** PROBLEM REQUIREMENTS **
Copy out the rows below with "mannequin" replaced by "dummy" and everything else left unchanged, leaving the pictures out.

** DATA **
[Begin]

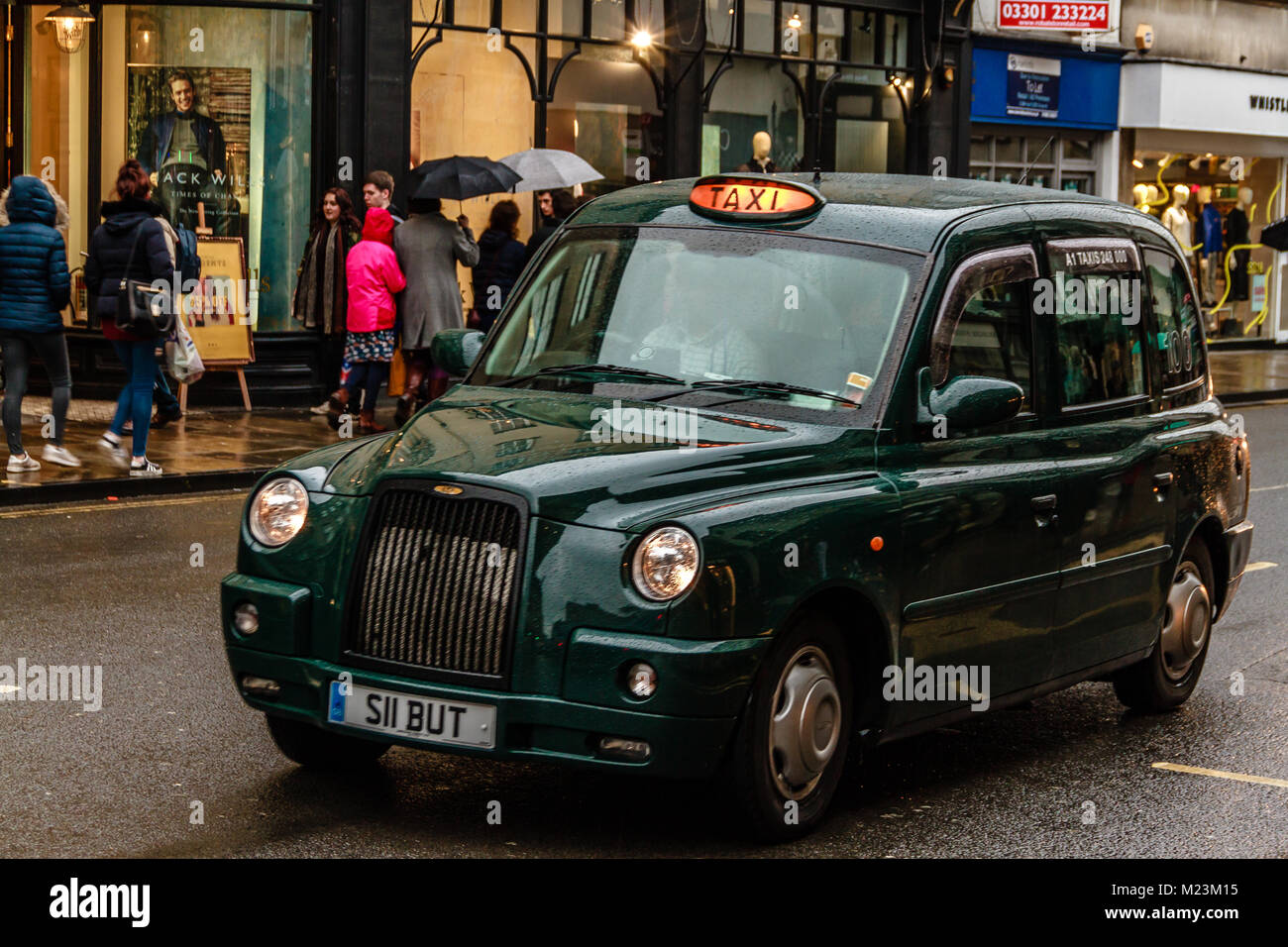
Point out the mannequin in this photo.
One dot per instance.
(1176, 219)
(1210, 241)
(1151, 197)
(1140, 197)
(760, 161)
(1236, 232)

[End]

** EXERCISE OUTPUT **
Point out the dummy in this photo.
One dot per instance.
(1176, 219)
(1210, 241)
(1151, 197)
(1140, 197)
(760, 161)
(1236, 232)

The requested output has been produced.